::: Recorded information

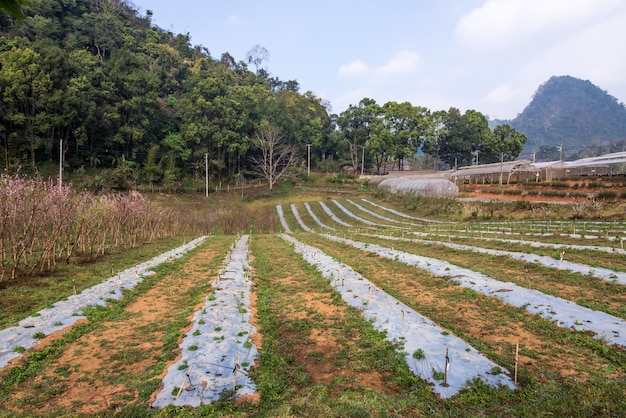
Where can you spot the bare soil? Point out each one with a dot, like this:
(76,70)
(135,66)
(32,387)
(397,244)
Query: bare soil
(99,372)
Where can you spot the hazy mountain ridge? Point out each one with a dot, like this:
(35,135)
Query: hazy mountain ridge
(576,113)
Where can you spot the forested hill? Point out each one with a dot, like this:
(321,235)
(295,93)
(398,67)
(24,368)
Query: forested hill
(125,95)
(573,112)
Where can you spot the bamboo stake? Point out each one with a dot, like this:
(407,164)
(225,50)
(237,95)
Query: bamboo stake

::::::
::: Recorded information

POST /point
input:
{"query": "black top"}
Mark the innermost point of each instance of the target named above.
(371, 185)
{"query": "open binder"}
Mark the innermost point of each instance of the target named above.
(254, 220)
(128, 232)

::::::

### Exercise aim
Find out how many lines in the data above hold the word "spot". Write only the number.

### Expected output
4